Os Dez Mandamentos em Geral

Sermão pelo Rev. Cristovão R.Nobre

"Lavai-vos, purificai-vos, tirai a maldade de vossos atos de diante dos Meus olhos; cessai de fazer o mal; aprendei a fazer o bem ..."

Isaías 1:l6.

Com este, estamos concluindo a série de estudos sobre os Dez Mandamentos ou Decálogo. Através das Doutrinas Celestes, procuramos alargar um pouco mais nossa visão acerca da essência da Palavra, a Lei Divina, lei suprema que vigora para a eternidade. Porque, quando se adquire um entendimento mais claro justo da verdade, também se adquire mais capacidade de examinar, discernir e julgar entre o vero e o falso, o bem e o mal. Com isto a pessoa fica mais apta a escolher. De fato, é como o Senhor mesmo nos disse: "E conhecereis a verdade, e a verdade vos libertará".
Já vimos que o numeral "dez" significa o todo, o que é completo. "Consequentemente" dizem os Escritos - "as dez palavras significam todas as coisas da Palavra, e assim todas as coisas da igreja em um sumário" (AE l024). Quando se diz que ali estão resumidos todos os ensinamentos da Palavra e todos os doutrinais da Igreja, entenda-se que ali também  estão, em resumo, todas as regras de conduta do ser humano nesta vida, todas as normas de vivência e convivência de que a pessoa necessita para sua breve vida neste plano da existência. Porquanto os ensinamentos da Palavra  e os doutrinas da Igreja  se referem não a conceitos abstratos de uma fé cega, como se pensa no mundo, mas às práticas diárias da vida do indivíduo, sua conduta, seu modo de agir em todas as circunstâncias. Pois as matérias da fé têm de estar inseridas, integradas na coisas da vida cotidiana, têm de ser aplicadas à base sólida dos atos, para que se tornem salvíficas e coisas da caridade.

Problema a resolver: Copie literalmente o trecho do sermão sobre os Dez Mandamentos que começa nas palavras "Sermão pelo Rev." e vai até "Isaías 1:l6.", inclusive.

Listagem extraída:
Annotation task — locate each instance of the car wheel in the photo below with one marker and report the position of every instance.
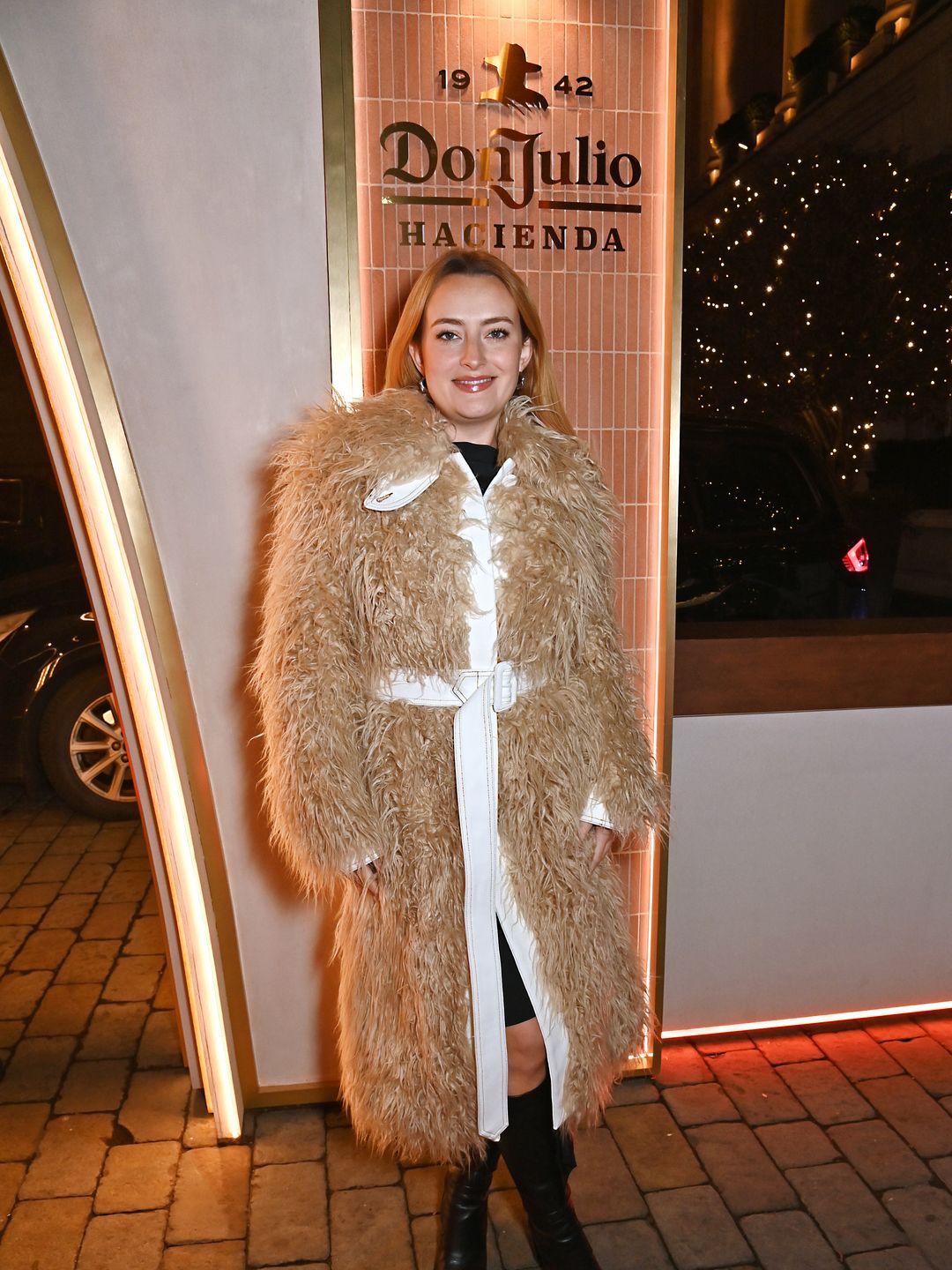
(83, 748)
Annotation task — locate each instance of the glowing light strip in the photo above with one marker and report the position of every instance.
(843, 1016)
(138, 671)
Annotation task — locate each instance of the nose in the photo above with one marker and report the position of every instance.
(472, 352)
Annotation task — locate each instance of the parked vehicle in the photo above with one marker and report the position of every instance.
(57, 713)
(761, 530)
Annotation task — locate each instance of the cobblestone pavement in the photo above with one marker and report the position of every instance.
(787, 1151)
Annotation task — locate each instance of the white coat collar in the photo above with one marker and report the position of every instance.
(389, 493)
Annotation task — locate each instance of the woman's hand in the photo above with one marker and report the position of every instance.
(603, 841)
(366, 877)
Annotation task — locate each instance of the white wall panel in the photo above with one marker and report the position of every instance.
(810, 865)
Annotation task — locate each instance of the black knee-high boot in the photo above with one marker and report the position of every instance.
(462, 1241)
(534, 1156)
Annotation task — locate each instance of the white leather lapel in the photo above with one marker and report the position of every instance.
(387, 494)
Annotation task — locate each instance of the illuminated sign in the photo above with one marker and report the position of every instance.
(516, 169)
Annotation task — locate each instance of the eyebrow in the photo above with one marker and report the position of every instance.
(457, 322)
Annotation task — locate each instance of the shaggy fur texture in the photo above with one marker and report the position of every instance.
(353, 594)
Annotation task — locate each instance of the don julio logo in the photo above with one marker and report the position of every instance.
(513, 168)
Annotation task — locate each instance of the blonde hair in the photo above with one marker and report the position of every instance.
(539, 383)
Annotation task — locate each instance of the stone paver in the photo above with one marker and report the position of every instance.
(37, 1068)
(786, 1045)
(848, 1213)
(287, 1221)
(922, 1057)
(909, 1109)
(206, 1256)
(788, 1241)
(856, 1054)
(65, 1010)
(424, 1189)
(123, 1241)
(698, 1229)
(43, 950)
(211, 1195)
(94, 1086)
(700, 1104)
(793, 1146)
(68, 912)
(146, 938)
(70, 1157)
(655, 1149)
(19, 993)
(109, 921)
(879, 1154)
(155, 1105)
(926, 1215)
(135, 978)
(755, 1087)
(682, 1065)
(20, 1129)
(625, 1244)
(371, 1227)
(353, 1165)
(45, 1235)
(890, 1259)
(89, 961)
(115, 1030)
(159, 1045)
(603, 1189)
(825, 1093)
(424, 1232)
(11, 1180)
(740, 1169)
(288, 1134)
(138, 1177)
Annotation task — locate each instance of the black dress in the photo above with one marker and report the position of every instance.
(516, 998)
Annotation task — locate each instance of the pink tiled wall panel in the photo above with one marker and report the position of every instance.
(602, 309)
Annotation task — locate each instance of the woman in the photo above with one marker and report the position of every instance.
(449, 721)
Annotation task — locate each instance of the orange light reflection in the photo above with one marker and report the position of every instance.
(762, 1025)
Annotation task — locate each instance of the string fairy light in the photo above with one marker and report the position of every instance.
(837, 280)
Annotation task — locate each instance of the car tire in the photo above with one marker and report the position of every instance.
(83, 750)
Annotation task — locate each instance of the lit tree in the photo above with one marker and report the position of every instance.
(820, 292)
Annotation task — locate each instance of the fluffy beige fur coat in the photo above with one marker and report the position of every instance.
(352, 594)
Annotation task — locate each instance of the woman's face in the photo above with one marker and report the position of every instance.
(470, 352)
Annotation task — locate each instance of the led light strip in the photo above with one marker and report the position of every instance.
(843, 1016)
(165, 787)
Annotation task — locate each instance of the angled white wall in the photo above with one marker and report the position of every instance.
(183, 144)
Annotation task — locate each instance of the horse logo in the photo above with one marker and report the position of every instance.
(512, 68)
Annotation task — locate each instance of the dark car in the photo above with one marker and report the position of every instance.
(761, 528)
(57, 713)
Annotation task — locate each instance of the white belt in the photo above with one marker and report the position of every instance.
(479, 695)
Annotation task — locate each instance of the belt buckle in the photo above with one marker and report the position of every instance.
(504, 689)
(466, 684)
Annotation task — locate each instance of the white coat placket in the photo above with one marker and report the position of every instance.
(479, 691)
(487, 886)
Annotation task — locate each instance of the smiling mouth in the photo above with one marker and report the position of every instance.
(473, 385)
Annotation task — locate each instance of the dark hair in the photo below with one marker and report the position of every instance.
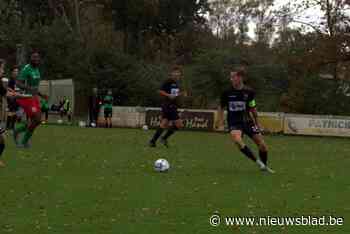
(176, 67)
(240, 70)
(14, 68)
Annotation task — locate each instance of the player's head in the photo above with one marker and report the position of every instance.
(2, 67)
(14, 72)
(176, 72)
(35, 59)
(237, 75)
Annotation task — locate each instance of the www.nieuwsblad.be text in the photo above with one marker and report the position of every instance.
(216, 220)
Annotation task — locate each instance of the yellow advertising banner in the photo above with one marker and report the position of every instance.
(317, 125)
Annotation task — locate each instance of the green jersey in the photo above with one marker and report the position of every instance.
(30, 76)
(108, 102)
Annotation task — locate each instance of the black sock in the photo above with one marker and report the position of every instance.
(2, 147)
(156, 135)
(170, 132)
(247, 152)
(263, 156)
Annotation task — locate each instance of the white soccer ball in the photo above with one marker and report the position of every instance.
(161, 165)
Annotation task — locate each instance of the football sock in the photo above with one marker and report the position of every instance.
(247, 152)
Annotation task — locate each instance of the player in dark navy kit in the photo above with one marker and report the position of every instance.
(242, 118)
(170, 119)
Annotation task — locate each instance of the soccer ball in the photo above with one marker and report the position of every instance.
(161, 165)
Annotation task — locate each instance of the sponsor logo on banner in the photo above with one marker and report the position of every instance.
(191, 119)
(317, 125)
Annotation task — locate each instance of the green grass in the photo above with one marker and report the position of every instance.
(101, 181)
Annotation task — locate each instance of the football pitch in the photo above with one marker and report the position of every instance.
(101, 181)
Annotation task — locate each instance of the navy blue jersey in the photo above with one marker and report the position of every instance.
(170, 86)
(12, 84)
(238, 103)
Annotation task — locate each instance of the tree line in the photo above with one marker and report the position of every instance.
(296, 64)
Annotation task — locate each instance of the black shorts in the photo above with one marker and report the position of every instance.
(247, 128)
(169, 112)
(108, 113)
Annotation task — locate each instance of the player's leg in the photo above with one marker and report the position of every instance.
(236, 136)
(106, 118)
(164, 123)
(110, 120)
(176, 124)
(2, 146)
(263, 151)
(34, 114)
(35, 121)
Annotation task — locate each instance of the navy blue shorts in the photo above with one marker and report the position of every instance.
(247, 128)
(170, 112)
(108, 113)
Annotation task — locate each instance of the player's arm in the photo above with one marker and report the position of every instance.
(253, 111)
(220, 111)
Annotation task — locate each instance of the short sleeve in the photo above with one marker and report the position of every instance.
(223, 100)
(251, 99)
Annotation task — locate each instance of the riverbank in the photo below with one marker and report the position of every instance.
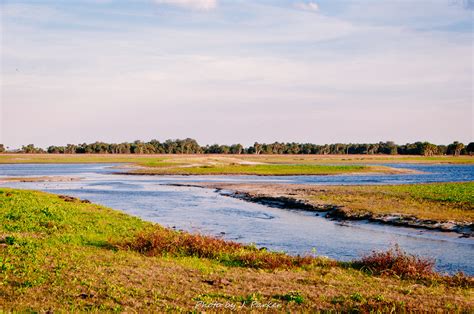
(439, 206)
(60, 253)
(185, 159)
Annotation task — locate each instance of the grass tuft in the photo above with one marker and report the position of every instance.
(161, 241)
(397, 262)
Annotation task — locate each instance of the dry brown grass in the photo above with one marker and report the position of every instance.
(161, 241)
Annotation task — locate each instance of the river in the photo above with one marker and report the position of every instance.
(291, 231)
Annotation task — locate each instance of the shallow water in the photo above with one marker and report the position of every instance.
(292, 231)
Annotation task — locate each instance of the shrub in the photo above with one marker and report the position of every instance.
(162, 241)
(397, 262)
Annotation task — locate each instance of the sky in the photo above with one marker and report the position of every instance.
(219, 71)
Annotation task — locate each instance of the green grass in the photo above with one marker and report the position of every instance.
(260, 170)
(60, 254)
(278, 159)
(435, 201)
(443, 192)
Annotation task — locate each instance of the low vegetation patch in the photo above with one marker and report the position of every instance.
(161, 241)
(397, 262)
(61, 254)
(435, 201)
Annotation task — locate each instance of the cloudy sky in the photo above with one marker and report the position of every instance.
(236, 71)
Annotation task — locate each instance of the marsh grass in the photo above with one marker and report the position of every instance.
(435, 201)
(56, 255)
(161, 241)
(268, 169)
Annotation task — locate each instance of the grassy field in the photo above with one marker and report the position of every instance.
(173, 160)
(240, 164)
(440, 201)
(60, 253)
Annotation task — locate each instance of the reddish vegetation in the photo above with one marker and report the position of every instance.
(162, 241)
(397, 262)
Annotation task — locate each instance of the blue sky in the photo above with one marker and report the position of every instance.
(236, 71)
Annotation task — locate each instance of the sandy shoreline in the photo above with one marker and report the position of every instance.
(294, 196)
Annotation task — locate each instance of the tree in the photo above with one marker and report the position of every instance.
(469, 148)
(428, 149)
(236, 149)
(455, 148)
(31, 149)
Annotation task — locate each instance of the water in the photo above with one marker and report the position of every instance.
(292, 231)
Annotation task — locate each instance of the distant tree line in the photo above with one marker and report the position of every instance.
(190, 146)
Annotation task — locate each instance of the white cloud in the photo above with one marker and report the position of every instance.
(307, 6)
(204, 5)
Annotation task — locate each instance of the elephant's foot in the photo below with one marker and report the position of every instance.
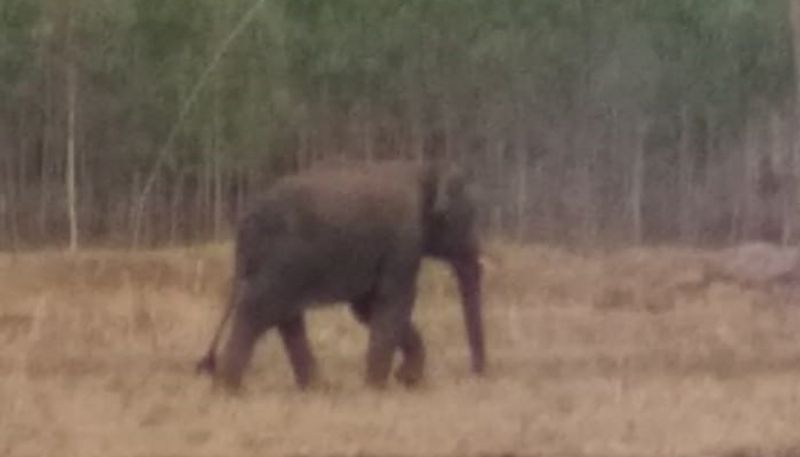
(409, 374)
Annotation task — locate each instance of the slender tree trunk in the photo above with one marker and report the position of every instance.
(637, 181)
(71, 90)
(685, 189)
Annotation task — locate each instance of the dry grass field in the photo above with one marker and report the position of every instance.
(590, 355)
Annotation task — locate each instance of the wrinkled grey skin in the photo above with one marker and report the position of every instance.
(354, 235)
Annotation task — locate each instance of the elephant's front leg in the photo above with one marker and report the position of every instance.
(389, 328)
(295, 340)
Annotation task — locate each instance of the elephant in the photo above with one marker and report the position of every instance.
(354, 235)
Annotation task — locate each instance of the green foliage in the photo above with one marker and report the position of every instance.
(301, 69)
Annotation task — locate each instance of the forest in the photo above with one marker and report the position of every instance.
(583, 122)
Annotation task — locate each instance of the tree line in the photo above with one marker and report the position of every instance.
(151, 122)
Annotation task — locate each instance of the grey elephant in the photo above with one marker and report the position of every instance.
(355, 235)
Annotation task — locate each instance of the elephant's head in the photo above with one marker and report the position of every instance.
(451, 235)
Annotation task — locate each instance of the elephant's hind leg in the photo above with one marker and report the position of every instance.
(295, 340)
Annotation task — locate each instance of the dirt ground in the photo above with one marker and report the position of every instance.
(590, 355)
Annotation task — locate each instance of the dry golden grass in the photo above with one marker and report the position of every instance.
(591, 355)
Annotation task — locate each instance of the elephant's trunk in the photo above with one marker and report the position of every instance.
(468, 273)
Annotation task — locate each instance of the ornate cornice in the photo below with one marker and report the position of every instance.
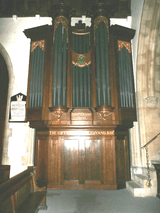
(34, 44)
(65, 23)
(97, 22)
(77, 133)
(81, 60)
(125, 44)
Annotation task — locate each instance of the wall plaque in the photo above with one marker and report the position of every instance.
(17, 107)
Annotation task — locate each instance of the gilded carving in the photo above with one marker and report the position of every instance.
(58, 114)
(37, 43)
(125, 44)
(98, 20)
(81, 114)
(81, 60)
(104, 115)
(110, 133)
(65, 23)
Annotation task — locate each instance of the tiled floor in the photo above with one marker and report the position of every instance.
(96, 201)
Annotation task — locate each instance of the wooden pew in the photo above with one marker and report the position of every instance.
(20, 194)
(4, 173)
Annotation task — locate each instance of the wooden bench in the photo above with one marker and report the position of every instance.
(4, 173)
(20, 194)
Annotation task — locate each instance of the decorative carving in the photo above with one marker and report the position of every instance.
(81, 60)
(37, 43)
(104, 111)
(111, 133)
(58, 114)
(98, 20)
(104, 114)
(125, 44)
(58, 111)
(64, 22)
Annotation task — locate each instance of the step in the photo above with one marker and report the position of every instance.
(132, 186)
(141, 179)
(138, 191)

Resultado a seguir:
Sermão pelo Rev. Cristovão R.Nobre

"Lavai-vos, purificai-vos, tirai a maldade de vossos atos de diante dos Meus olhos; cessai de fazer o mal; aprendei a fazer o bem ..."

Isaías 1:l6.